TASK DESCRIPTION
Only an exact repetition of all the entries will be accepted.

Recorded data
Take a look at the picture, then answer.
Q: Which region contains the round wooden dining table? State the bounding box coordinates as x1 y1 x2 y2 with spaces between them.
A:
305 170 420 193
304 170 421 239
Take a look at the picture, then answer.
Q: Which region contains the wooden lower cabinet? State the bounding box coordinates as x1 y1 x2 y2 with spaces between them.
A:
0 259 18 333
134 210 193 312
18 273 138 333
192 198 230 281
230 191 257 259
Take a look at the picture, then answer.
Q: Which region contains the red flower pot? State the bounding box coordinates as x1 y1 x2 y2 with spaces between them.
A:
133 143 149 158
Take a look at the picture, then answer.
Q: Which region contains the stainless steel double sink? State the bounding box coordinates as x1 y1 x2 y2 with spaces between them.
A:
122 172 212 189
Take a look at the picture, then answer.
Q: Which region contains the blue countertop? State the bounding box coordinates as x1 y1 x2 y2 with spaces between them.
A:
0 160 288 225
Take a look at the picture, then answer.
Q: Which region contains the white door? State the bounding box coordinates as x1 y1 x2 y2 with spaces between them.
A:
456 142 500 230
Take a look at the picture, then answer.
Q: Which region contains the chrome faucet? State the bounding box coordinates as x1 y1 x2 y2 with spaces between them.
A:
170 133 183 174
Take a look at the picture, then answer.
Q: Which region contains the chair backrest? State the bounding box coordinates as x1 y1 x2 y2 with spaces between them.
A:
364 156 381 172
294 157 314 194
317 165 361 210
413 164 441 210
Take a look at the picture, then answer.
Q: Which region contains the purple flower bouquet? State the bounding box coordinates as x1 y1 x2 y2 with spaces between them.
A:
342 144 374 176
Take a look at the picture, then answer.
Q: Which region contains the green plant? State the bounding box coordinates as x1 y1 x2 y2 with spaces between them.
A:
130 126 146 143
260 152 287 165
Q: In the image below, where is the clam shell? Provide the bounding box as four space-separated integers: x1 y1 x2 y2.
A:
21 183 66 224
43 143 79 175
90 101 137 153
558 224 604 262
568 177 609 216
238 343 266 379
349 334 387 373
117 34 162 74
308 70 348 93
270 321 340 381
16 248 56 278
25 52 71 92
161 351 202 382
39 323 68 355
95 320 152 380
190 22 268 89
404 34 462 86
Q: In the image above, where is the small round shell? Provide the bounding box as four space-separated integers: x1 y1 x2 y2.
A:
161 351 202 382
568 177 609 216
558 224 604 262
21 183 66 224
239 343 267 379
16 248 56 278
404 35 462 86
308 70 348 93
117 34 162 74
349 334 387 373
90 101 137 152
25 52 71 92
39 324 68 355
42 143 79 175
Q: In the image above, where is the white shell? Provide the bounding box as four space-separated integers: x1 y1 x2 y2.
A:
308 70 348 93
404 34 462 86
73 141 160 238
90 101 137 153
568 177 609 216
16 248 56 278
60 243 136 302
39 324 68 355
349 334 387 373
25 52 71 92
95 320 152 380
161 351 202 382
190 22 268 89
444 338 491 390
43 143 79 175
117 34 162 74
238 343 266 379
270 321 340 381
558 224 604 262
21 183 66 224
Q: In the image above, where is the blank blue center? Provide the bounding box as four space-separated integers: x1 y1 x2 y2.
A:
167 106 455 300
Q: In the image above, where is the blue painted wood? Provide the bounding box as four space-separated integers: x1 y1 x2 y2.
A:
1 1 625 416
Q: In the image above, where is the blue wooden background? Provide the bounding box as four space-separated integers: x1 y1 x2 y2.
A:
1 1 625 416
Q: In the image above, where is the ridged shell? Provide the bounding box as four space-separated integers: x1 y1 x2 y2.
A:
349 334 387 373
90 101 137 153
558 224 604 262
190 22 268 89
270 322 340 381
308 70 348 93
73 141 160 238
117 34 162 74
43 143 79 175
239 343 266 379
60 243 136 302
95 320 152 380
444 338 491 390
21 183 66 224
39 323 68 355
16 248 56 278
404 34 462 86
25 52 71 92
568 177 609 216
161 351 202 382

RESPONSE FOR THIS EXERCISE
Take a look at the picture, then answer.
Q: Which region contains the round wooden dining table? State the bounding box coordinates as x1 y1 x2 y2 with spaces between them.
A:
305 170 420 193
304 170 421 239
Take a look at the picture, then answer.
Q: Which region contains the wooden lower cabinet? State the bounding box coordinates as x1 y1 x2 y2 with spaces between them.
A:
0 259 18 333
134 210 193 312
18 273 138 333
192 198 230 281
230 191 257 259
Take a look at the picture, then answer.
Q: Which region contains the red flower pot? State the bounding box coordinates as x1 y1 x2 y2 with spaces between them.
A:
133 143 149 158
Take a look at the picture, then answer.
Q: Which region contains the stainless steel double sink? State the bounding box coordinates as x1 y1 x2 y2 with spaces between them.
A:
122 172 212 189
Take a look at the picture, then answer.
Q: Which region contains the blue countertop? State the bounding box coordinates as x1 y1 x2 y2 with spaces between them.
A:
0 160 288 225
Take a look at the picture, then answer.
Q: Which region contains the white door? State the bounding box coordinates as x1 y1 x2 y2 with spaces between them.
A:
456 142 500 230
Take a look at the picture, then answer.
Q: Which region contains the chrome faucet? State the bounding box coordinates as x1 y1 x2 y2 with spaces between them.
A:
170 133 183 174
Take a look at the picture, then answer.
Q: Which region contains the chair backrest? State the bounding box coordinates as x1 y1 x2 y2 with spaces between them.
A:
364 156 381 172
294 157 314 194
317 165 361 210
413 164 441 210
Take a look at the picture, then answer.
Q: Which region contains the purple flower bouquet? State the bounding box coordinates as x1 y1 x2 y2 with spaces between them.
A:
342 144 374 176
Take a look at the picture, then answer.
Q: Which region contains the green plant? State the bounding box coordinates as x1 y1 x2 y2 with spaces between them.
A:
130 126 146 143
260 152 287 165
Q: In the image below, where is the clam shell? Provide the bounding box as four space-separated integers: x1 y1 x2 y2.
A:
21 183 66 224
43 143 79 175
90 101 137 153
558 224 604 262
568 177 609 216
238 343 266 379
349 334 387 373
117 34 162 74
308 70 348 93
270 321 340 381
16 248 56 278
25 52 71 92
161 351 202 382
39 323 68 355
95 320 152 380
190 22 268 89
404 34 462 86
Q: In the image above, where is the small round shell? Provide the bounding box as four space-separated integers: x1 y1 x2 y2.
A:
161 351 202 382
568 177 609 216
558 224 604 262
21 183 66 224
239 343 267 379
16 248 56 278
404 35 462 86
308 70 348 93
117 34 162 74
349 334 387 373
90 101 137 152
25 52 71 92
39 324 68 355
42 143 79 175
Q: In the image above, where is the white shell? Provide the bounding box as four space-separated integers: x1 y1 x2 y2.
A:
308 70 348 93
404 34 462 86
73 141 160 238
90 101 137 153
568 177 609 216
16 248 56 278
60 243 136 302
39 324 68 355
349 334 387 373
25 52 71 92
95 320 152 380
161 351 202 382
190 22 268 89
444 338 491 390
43 143 79 175
117 34 162 74
238 343 266 379
270 321 340 381
558 224 604 262
21 183 66 224
Q: In the image above, where is the blank blue center? Provide the bounding box as four space-separated integers: x1 y1 x2 y2.
A:
167 106 455 300
Q: In the image above, where is the blue painted wood? Provide the bounding box as four space-separated integers: x1 y1 x2 y2.
A:
1 1 625 416
Q: In the image above, where is the blue wooden background? Provide the bounding box as four space-separated integers: x1 y1 x2 y2.
A:
1 1 625 416
Q: In the image above, where is the ridged shell? Provide the bounding box as four space-separated integers: x1 y1 x2 y2.
A:
349 334 387 373
90 101 137 153
558 224 604 262
190 22 268 89
270 322 340 381
308 70 348 93
73 141 160 238
117 34 162 74
43 143 79 175
239 343 266 379
60 243 136 302
95 320 152 380
444 338 491 390
21 183 66 224
39 323 68 355
16 248 56 278
404 34 462 86
25 52 71 92
568 177 609 216
161 351 202 382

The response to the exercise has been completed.